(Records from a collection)
*****
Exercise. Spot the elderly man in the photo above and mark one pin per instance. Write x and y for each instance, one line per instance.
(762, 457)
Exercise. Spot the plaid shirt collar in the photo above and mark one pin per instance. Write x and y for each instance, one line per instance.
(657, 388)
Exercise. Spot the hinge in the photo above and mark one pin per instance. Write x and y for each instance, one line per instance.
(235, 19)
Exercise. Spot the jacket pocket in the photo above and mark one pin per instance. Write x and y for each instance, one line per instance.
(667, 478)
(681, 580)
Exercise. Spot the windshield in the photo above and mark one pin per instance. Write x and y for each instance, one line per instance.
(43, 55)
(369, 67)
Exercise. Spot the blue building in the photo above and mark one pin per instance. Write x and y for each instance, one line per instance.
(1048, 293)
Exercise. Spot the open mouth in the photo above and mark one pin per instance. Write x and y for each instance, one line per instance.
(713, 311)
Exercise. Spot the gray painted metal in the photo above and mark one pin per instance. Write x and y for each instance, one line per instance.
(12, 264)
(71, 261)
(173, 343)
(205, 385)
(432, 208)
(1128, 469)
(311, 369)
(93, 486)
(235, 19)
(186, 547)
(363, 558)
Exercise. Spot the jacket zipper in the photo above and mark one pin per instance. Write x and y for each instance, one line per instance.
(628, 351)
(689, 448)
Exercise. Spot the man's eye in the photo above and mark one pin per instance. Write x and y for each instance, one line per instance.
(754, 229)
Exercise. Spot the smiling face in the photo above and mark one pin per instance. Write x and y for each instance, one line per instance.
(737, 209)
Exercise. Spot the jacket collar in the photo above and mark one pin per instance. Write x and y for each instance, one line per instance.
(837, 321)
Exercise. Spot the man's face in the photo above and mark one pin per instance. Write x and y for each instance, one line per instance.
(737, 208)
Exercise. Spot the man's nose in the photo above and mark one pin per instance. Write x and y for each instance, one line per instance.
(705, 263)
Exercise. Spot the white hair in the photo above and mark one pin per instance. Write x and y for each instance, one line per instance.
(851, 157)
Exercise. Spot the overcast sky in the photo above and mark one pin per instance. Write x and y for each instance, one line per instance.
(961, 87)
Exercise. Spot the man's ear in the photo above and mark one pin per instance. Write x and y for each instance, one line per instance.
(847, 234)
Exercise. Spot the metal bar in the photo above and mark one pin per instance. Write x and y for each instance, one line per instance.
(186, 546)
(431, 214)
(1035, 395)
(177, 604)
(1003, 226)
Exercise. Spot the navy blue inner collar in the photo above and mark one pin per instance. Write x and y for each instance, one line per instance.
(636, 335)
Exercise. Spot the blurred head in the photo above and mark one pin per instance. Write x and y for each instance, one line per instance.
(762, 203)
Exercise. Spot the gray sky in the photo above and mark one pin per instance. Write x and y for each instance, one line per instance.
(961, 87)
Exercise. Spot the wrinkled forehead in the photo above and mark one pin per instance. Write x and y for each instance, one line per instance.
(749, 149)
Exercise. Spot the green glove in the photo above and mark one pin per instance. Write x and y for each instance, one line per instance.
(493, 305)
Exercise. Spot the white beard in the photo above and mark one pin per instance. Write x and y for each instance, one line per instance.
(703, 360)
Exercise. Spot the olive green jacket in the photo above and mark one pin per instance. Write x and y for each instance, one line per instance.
*****
- [WRITTEN PROBLEM]: Reproduce all of the data above verbatim, line for line.

- [EXERCISE ANSWER]:
Exercise. Spot the elderly man in the photo above and mark one pin per instance. Write x and y for each instance, one line per instance.
(762, 457)
Exercise. Spot the plaid shirt collar in the photo above and mark one pin per instance. Write x and y for each instance, one line per instance.
(657, 388)
Exercise. Spot the hinge in the photo above and mark one pin per instance. Write x and y for each instance, one line per instance.
(235, 19)
Exercise. Spot the jacket pocket in the photo above and mark one pin per instance. Write x and y for each instance, one line per instance.
(667, 478)
(681, 580)
Exercise. Spot the windshield in the photo above and mark one pin per instance. Write x and y for each instance, one line per instance.
(43, 55)
(369, 67)
Exercise. Spot the blue building in the photo above and mark one pin per instance. Write x and y for each instance, one line per instance.
(1048, 293)
Exercise. Spot the open mouth in the photo above and mark one pin per instance. Write x and y for each instance, one line per instance.
(713, 311)
Exercise. Spot the gray painted metal in the photo above and mark one pin per instance. Write x and y for each instance, one line per instance.
(12, 264)
(71, 261)
(173, 343)
(205, 385)
(432, 208)
(1128, 469)
(311, 369)
(93, 486)
(235, 19)
(186, 547)
(363, 558)
Exercise. Spot the jacket zipper in the photo above and mark one pin per instance. Write x and y for each instance, one line per instance.
(628, 351)
(689, 448)
Exercise. Spot the man's eye in the photo above and mark one pin per instance. Write x and y for each instance, one line per instance.
(754, 229)
Exercise. Spot the smiling face in the photo above and mark one pin per instance. Write x and y for each instance, one line per instance.
(737, 209)
Exercise. Spot the jacket collar in the photo above and mark one pin per instance. Write x and y for each instance, one line per instance.
(837, 321)
Exercise. Spot the man's face in the photo above and mark one pin per instance. Write x and y for each instance, one line per instance.
(737, 208)
Exercise. Spot the man's nose in the photo above and mark one pin per instance. Write x and y for each instance, one line per instance.
(705, 263)
Exercise. Spot the white hair in the photo above and mark one pin per instance. Write x and y for each instance, one line per instance.
(851, 157)
Exercise. Spot the overcast sky in the photo above and mark one pin per instance. Write x and y for each instance, one line per instance.
(961, 87)
Exercise. Spot the man's ear in the photo above and mark one pin per instance. Write x and y for each instance, one line per instance.
(847, 234)
Exercise. Spot the metal bar in the photo above and mark one pin per instance. Write x and y for each instance, one line per instance.
(186, 546)
(431, 214)
(1035, 395)
(177, 604)
(1003, 226)
Exercise. Spot the navy blue inner collar in the photo above and mark one pin per instance. Write x and y for each instance, one line per instance.
(636, 335)
Exercise. Spot the blurred head in the photo above and mark one pin per instance. Write x and y for each instance, one line per instance.
(762, 203)
Exercise. Spot the gray sky in the photo above and mark one pin per instance. Write x and y for each instance, one line per instance.
(961, 87)
Exercise. Spot the wrinkled forehead in the photo above and mark one pin per instance. Write x and y for each instance, one line per instance.
(749, 149)
Exercise. Spot the green glove in the photo above and mark one pin per instance. Write x and y for each instance, one line per instance.
(493, 305)
Exercise. Spot the white beard in the photo above and mark one pin per instance. Write x and y for each instance, one line per instance.
(703, 360)
Exercise. Spot the olive green jacket in the photo above and mark one pin per instance. Write x and y for each instance, one line per instance.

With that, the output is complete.